• What you have to do
What is needed is an exact transcription of the line with "the white ceiling" and all the lines that follow it in the entries below; add nothing else.

Supplied records Block Start

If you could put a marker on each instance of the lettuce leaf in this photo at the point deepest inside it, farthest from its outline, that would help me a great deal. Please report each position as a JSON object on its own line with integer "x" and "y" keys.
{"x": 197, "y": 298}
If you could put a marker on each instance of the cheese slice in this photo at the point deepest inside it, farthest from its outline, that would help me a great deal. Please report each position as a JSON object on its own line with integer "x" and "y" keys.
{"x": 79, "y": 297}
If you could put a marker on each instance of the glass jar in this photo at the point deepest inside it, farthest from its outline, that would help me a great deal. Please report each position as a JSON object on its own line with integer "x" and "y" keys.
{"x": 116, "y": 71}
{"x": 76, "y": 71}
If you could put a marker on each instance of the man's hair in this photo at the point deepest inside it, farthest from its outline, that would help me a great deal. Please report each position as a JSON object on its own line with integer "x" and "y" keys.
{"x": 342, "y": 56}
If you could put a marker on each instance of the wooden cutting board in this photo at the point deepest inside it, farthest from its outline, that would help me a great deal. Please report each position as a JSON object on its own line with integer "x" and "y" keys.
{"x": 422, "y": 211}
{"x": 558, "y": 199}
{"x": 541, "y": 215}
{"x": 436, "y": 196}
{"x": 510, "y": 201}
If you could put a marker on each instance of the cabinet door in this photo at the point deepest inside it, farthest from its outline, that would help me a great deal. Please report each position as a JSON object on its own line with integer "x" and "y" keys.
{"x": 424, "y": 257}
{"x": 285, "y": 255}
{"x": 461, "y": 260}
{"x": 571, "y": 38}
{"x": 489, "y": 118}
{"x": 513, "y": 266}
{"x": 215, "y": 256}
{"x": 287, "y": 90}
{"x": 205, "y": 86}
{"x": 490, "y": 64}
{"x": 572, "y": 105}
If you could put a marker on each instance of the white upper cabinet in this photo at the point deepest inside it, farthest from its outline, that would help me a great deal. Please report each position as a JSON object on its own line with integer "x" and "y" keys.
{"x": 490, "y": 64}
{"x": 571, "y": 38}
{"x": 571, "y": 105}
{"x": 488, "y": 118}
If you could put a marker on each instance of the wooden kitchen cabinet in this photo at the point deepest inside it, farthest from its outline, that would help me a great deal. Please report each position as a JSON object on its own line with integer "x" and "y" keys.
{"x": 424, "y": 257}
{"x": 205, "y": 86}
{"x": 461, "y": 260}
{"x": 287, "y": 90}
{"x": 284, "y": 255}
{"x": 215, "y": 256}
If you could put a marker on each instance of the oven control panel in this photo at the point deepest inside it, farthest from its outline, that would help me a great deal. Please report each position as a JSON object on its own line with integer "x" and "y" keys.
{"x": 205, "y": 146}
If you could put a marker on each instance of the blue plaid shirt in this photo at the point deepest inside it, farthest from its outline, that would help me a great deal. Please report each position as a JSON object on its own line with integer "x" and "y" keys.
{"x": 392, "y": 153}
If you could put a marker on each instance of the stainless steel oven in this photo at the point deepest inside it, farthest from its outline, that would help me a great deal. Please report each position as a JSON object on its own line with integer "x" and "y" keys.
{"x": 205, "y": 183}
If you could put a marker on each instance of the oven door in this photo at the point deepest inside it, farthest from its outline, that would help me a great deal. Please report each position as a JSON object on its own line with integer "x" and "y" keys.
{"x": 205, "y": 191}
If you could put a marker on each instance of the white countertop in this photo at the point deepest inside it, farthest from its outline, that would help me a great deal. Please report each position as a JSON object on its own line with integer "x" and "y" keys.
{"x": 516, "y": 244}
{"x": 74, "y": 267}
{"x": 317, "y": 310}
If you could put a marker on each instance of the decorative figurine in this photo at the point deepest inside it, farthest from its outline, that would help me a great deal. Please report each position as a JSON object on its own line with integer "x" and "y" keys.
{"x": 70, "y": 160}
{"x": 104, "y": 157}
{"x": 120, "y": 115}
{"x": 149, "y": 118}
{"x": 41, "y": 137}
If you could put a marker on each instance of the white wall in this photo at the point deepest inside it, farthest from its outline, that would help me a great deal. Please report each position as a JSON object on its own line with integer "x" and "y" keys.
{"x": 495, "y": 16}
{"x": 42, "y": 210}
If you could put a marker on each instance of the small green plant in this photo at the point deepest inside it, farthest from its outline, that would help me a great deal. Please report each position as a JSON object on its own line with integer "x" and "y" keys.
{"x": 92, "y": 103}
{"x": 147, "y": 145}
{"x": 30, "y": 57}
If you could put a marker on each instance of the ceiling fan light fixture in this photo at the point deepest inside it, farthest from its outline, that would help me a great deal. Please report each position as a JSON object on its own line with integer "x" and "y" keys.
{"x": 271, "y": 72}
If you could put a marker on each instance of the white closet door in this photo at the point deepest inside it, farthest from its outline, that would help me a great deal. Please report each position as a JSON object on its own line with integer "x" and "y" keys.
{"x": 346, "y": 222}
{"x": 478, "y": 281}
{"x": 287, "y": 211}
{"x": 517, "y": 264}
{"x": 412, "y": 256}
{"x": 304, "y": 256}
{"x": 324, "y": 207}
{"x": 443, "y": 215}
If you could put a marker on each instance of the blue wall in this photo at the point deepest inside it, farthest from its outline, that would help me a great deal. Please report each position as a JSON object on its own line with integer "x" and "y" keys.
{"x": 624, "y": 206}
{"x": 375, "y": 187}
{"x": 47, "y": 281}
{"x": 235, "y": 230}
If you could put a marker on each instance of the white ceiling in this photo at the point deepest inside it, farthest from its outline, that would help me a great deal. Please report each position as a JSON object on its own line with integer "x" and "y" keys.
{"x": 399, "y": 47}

Supplied records Block End

• Expected answer
If you could put a marker on each instance of the white ceiling in this photo at the point deepest inside it, farthest from its outline, that would help me a great deal. Please report each position as a JSON object on its own line with integer "x" and "y" keys.
{"x": 399, "y": 47}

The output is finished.